[Natural-language object grounding data]:
----

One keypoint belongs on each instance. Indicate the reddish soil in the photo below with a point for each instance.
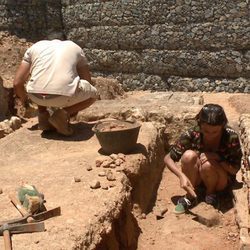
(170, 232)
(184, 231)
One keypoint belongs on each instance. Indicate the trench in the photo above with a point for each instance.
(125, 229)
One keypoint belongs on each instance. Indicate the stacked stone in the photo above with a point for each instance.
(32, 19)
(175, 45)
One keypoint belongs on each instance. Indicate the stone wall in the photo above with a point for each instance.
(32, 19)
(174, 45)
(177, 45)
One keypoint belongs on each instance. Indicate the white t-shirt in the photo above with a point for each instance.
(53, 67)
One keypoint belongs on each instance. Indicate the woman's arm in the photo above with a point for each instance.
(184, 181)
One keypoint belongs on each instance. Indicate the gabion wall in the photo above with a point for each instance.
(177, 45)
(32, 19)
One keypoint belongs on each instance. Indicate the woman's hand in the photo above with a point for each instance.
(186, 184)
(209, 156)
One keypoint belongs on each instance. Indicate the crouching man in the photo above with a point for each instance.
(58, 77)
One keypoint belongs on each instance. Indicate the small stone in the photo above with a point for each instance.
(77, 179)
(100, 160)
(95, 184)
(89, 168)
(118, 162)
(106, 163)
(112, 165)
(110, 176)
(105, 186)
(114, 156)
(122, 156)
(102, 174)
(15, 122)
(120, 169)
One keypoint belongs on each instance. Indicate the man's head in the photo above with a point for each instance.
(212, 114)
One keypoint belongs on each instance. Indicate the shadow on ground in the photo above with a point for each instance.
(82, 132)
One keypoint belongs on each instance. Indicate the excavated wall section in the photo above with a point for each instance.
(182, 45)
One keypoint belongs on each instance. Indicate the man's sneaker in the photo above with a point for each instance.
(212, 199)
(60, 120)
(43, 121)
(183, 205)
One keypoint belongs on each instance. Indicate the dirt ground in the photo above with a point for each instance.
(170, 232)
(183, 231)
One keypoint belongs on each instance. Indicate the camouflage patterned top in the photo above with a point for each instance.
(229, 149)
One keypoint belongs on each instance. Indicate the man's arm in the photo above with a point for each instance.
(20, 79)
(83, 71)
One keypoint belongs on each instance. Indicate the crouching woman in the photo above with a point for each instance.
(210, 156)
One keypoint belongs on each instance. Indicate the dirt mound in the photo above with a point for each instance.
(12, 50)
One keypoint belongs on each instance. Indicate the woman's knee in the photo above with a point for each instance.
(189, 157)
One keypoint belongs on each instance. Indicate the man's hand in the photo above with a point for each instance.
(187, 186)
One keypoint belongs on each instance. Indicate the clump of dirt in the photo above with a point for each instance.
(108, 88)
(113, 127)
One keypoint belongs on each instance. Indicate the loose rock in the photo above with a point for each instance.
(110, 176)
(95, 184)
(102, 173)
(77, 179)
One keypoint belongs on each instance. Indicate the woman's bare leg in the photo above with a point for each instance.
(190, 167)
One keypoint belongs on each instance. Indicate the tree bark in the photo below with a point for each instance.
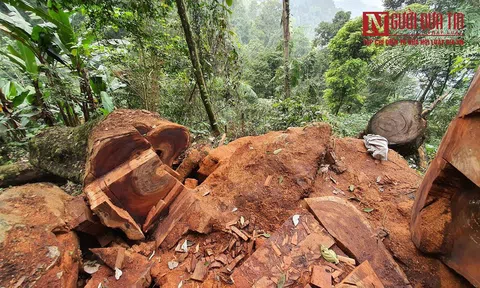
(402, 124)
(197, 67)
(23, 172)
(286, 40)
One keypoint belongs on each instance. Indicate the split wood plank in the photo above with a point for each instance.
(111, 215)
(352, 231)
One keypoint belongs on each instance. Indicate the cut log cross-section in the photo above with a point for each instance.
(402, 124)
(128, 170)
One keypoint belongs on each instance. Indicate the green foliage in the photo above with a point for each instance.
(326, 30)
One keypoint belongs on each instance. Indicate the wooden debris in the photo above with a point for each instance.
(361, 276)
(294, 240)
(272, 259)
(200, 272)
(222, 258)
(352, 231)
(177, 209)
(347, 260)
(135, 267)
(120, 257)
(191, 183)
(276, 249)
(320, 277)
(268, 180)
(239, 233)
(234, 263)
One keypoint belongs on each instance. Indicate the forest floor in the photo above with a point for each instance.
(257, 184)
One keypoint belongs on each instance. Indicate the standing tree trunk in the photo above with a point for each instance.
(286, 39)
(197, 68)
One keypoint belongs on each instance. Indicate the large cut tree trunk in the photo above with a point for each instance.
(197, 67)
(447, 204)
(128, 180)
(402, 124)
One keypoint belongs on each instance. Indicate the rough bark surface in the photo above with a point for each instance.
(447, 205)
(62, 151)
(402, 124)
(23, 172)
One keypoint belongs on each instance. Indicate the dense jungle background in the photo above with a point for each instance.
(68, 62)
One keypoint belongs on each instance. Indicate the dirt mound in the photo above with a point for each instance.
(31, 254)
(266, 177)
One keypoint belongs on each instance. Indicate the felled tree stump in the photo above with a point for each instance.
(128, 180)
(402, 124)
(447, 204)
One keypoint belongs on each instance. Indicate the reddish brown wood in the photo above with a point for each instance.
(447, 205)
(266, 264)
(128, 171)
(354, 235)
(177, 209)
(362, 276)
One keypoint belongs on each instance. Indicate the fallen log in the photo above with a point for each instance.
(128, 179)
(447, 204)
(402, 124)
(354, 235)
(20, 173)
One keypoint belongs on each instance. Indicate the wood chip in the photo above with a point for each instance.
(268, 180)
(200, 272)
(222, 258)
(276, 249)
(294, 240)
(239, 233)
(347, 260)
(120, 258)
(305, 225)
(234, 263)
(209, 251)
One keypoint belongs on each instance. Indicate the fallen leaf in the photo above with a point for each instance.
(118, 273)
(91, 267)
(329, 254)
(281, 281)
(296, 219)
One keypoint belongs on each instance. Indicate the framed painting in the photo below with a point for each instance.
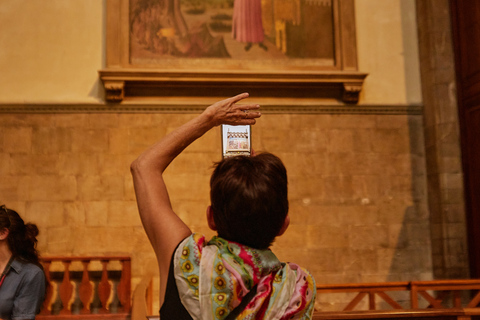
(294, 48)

----

[Prompt]:
All of the records should be set down exactly, minus the pictures they hold.

[Output for this exercise]:
One keypoint belongs on each instance. Indicate the reddish soil in the photo below with a point for each instance.
(170, 232)
(184, 231)
One keypoint belongs on each instance. Indicate the trench in the photo above with a point for each instance.
(125, 229)
One keypoint belongs on each instance. Indicate the stacked stone in the photo above with a point for each instance.
(32, 19)
(175, 45)
One keypoint belongs on each instance. Indicate the stone wall in the photo above with a point for each instance.
(32, 19)
(174, 45)
(177, 45)
One keypoint belongs on each instance. Indicate the white t-shirt in the photo above with a point for each instance.
(53, 67)
One keypoint belongs on each instance. Indicate the woman's arm in the photo above with a point for each instance.
(184, 181)
One keypoint belongs on each instance. Indicate the gabion wall in the photo above with a point for each instance.
(177, 45)
(32, 19)
One keypoint belongs on each instance. Indicate the woman's hand in the photo above with a point for each instance.
(186, 184)
(209, 156)
One keypoint belongs on each instance. Indicate the crouching man in the photo above with a point for each instance.
(58, 77)
One keypoint belongs on each instance. Indicate the small stone in the photo above with a point for each instance.
(77, 179)
(100, 160)
(95, 184)
(89, 168)
(118, 162)
(106, 163)
(112, 165)
(110, 176)
(105, 186)
(114, 156)
(122, 156)
(102, 174)
(15, 122)
(120, 169)
One keypoint belongs on each instance. Indicate the man's head in the photo above with a point for each instance.
(212, 114)
One keypoint belongs on each instance. Indicate the shadow on ground in the photo above with a point for each instance.
(82, 132)
One keypoint belongs on each instance. Indicate the excavated wall section in the photo above with a point for each instance.
(182, 45)
One keypoint belongs on each instance. Indicate the man's sneaker in the photo above with a point for each instance.
(212, 199)
(60, 120)
(43, 121)
(183, 205)
One keypoint belongs on each instance. Indicate the dirt ground in the photo above with a point for each instance.
(170, 232)
(183, 231)
One keypoint belongs on each instance. Indicate the camouflage patterned top in the photo above with a point for each instance.
(229, 149)
One keypoint belongs on each instance. Indicate the man's arm in the photo above with a point for each instance.
(20, 79)
(83, 71)
One keypoint belongs on each instance. Indicate the crouching woman in the photo above with a point for each instance.
(210, 156)
One keypoint belongs on each instance. Indicate the dirt mound in the photo above with a point for each instance.
(12, 50)
One keypoint belongs on each instance. Indicate the woman's knee in the photo above with a point for each instance.
(189, 157)
One keypoint belongs on each instance. Indicate the man's hand in the photo above with a point for each instance.
(187, 186)
One keypoint belongs on each instance. Indicate the clump of dirt in the photo above with a point for each instance.
(108, 88)
(113, 127)
One keypoint belongs on each instance. Indicate the loose rock in the photo above with a point for each instance.
(110, 176)
(95, 184)
(102, 173)
(77, 179)
One keypoint belongs on each instance. Indicate the woman's bare leg in the photo above with a point for each instance.
(190, 167)
One keypoint belongs on each instance. Indicate the tree bark in the photo below with a point for each instance.
(402, 124)
(197, 67)
(23, 172)
(286, 40)
One keypoint belongs on each instance. Indicate the split wood plank in the photo above with a point for each instance.
(111, 215)
(352, 231)
One keypoint belongs on each instance. Indicate the cut log cross-section in the photo above with a point for each instance.
(402, 124)
(128, 170)
One keypoint belongs on each instance. Indicate the green foliage in the photo above with a point for each instance.
(326, 30)
One keypoint belongs on each instance. Indicate the wooden debris in the photo above with a point for each instance.
(361, 276)
(294, 240)
(272, 259)
(200, 272)
(222, 258)
(352, 231)
(177, 209)
(347, 260)
(135, 267)
(120, 257)
(191, 183)
(276, 249)
(320, 277)
(268, 180)
(239, 233)
(234, 263)
One keypoint belongs on each instance. Indicate the forest floor in the photo above with a point for each instance.
(257, 184)
One keypoint belongs on each instance. Indicate the standing tree trunk in the photo above with a point for each instance.
(286, 39)
(197, 68)
One keypoint belongs on each instance. Indicate the large cut tree trunk in the photo above with a point for each instance.
(197, 67)
(447, 204)
(128, 180)
(402, 124)
One keypoint belongs on each instance. Indicate the rough bark surface in the photo above with a point for each instance.
(447, 205)
(62, 151)
(402, 124)
(23, 172)
One keypoint belongs on each instance. Indicate the dense jungle background in the photo above with a point for each instance.
(68, 62)
One keypoint belongs on each instance. Indicate the dirt mound in the photo above with a point for each instance.
(31, 254)
(266, 177)
One keypoint belongs on each instance. Indicate the felled tree stump in the photo above with a point for each instance.
(128, 180)
(402, 124)
(447, 204)
One keypoint belongs on each instance. Indicate the reddish brown wood in the photo above with a point for each instance.
(447, 205)
(266, 264)
(128, 171)
(354, 235)
(177, 209)
(362, 276)
One keypoint belongs on each instance. Indicate the fallen log in the photo above with a point for each instance.
(128, 179)
(447, 204)
(402, 124)
(354, 235)
(20, 173)
One keypoint belongs on each instance. Indicate the wood chip in the photo above with a point for each instance.
(268, 180)
(200, 272)
(222, 258)
(276, 249)
(294, 240)
(239, 233)
(347, 260)
(120, 258)
(305, 225)
(234, 263)
(209, 251)
One keypoint belongs on each instance. Indicate the fallen leaf in the photo above with a point for each instance.
(118, 273)
(91, 267)
(329, 254)
(281, 281)
(296, 219)
One keypoint belongs on each instance. Indicate the framed painting in the photo below with a point for each instance.
(294, 48)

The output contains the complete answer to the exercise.